■ **GIVEN INSTRUCTION**
Here are records with pictures in them. Copy all of them exactly and leave the pictures out.

■ **RECORDS TO PROCESS**
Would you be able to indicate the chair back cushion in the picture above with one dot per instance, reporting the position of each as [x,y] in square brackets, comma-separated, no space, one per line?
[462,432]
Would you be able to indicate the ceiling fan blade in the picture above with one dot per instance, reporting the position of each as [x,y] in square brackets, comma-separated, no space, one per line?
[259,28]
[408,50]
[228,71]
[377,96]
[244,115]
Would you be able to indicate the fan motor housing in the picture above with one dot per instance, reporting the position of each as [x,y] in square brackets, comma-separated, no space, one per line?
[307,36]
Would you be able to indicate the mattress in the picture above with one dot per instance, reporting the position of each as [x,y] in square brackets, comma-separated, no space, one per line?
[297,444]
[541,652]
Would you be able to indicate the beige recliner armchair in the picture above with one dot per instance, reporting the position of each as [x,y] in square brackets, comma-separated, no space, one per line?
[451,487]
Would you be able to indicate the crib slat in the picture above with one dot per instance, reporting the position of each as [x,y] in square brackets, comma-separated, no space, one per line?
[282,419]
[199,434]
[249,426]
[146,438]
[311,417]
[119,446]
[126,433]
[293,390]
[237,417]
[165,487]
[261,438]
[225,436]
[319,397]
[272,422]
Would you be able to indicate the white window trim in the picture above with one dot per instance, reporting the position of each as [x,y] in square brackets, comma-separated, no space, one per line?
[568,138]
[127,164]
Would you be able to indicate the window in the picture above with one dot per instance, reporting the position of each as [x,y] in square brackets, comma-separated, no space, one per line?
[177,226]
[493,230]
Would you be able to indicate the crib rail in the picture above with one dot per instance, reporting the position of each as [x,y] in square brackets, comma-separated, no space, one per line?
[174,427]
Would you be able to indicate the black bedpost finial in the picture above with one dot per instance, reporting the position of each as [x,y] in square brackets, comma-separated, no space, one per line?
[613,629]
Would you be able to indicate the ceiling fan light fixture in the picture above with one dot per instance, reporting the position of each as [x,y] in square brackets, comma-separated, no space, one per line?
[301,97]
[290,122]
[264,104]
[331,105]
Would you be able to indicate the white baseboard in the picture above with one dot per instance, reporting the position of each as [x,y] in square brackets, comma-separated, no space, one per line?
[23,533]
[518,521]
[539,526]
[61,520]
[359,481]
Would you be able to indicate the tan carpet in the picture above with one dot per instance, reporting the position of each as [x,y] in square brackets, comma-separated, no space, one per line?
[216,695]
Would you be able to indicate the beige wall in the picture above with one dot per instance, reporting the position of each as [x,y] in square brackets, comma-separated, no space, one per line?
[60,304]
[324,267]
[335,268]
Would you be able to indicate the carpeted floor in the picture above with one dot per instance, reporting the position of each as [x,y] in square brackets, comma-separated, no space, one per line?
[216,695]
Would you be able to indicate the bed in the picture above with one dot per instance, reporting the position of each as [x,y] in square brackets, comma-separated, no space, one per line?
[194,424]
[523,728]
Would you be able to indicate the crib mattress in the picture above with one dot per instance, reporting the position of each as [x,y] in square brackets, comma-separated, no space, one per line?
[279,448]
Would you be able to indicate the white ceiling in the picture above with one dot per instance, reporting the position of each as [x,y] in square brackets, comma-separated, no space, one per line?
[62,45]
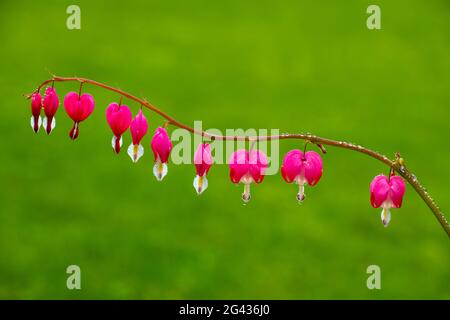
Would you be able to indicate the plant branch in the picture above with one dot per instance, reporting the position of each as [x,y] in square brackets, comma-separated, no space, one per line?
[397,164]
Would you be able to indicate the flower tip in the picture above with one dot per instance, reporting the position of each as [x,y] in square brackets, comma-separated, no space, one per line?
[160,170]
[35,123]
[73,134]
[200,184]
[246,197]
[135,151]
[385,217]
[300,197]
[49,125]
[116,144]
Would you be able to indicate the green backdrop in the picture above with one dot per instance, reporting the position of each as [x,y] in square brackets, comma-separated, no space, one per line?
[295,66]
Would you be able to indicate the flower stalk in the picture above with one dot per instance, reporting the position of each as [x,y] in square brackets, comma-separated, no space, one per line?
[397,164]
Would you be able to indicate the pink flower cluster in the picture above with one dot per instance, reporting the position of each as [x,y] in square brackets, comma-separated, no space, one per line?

■ **RESULT BELOW**
Would you be able to indicate the chair back cushion in the picture above with one dot per instance, reporting the position of each as [x,y] in square brackets, comma-separated, no space, one per line?
[462,432]
Would you be able to indicate the ceiling fan blade in the picture above with one dot per instance, reporting the position of each as [x,y] in square brackets, comma-separated, no space, one per line?
[259,28]
[408,50]
[228,71]
[377,96]
[244,115]
Would you be able to indicate the fan motor housing in the picture above with one dot per instance, reporting the position of each as [x,y] in square brackets, comma-separated, no space, one per line?
[307,36]
Would you be able to indicate the mattress in the picture above with one dot per instance, reporting the position of each as [x,y] in square brackets, comma-separated, no space, one per line?
[297,444]
[541,652]
Would you be able to indicate the beige recliner armchair in the picture above with one dot per instance, reporting the position of each as [x,y] in square brackets, comma-separated, no space, one per line?
[451,487]
Would you be able to indicate the crib slat in the picture above with one dot per instance, reporting the position of each as [x,y] in square brackets, comma-separated, no space, one per line?
[282,419]
[199,434]
[249,426]
[146,438]
[311,417]
[119,446]
[126,433]
[293,390]
[237,417]
[165,487]
[261,438]
[225,436]
[319,397]
[272,422]
Would you be able to indicate the white window trim in the picture above with one dot per instance, reporting the position of each as [x,y] in square brackets, comma-separated, no space, one per line?
[568,138]
[127,164]
Would you be able to indicate the window in the picture above with one dot per instance, reporting the position of each as [x,y] in square brackets, comma-separated, no space, one per line?
[177,226]
[493,230]
Would you be able to indicate the crib rail in the picture above with one dot per instance, reporting the position of each as [x,y] in square brackets, comma-separated, no space, one per line?
[174,427]
Would you be able to indicate the black bedpost finial in the picture above with one dot per instance, reporting the position of each as [x,y] in square brackets, comma-separated, no space, one per line?
[613,629]
Would you be able to indicate the ceiling fan light fixture in the picture above with one dot per instance, reporting the position of each as [x,y] in square brackets, comma-separated, no space, one per line?
[301,97]
[290,122]
[264,104]
[331,105]
Would you be able to indicate the white baseboard in the picture above with one dot per instance, reporting the position of each as [x,y] in square brackets, comma-separated, no space, one per line?
[23,533]
[518,521]
[539,526]
[61,520]
[359,481]
Would you be able to indicate the tan carpet in the picture above with one dot per instance, reporting the position of each as [x,y] in square brackets, comma-separated, no space, one per line?
[216,695]
Would you be able to indicate the beige wall in the picture above with one dot per instance, reporting the position of each as [x,y] in square brackets, comma-separated, no space, one per line?
[60,304]
[324,267]
[335,268]
Would you be able to indicate the carpeted floor in the picture above with one dot per instance, reporting the position of each as [x,y] in square brackets, comma-separated, no space, one per line?
[216,695]
Would you be able to indicate the bed in the picture above with one dot per instance, reporting the position of each as [x,y] in square brackets, comma-separated, no space, one per line?
[194,424]
[523,728]
Would you be able to indicate the crib mattress in the picture above with one dot per instance, reporting the position of each as [x,y] in square brackets, comma-separated, no space, one per line?
[279,448]
Would you be able to indicate the white ceiling in the picture above with one dot per instance, reporting the position of each as [x,y] in square brackets, comma-separated, no space, one per line?
[62,45]
Would you be able to indicate the plant branch in the picture above with one dot per instance, reporting the position of each as [x,y] in square brackets, comma-separated, no space, one per line?
[397,164]
Would you be able to indicate the flower tip in the picture above with one dot per instance, reporting the position of each as [x,y] in square brackets, comma-separated, no space, one per line?
[160,170]
[35,123]
[73,134]
[200,184]
[246,197]
[135,151]
[385,217]
[300,197]
[49,125]
[116,144]
Would you be able to indicate the green backdrop in the picture above with one dot per instance, reporting the position of each as [x,y] in square brackets, comma-separated, no space, one per line?
[295,66]
Would you be able to indicate the flower stalk in the picture above with one dot per instance, reporting the position of each as [x,y] in square brackets, comma-separated, no space, one per line?
[397,164]
Would you be able to indicate the pink flower cluster in the picture above with one dot per instance, reporting the position of each as [x,y] in square brackets, comma-separated, no space, one per line?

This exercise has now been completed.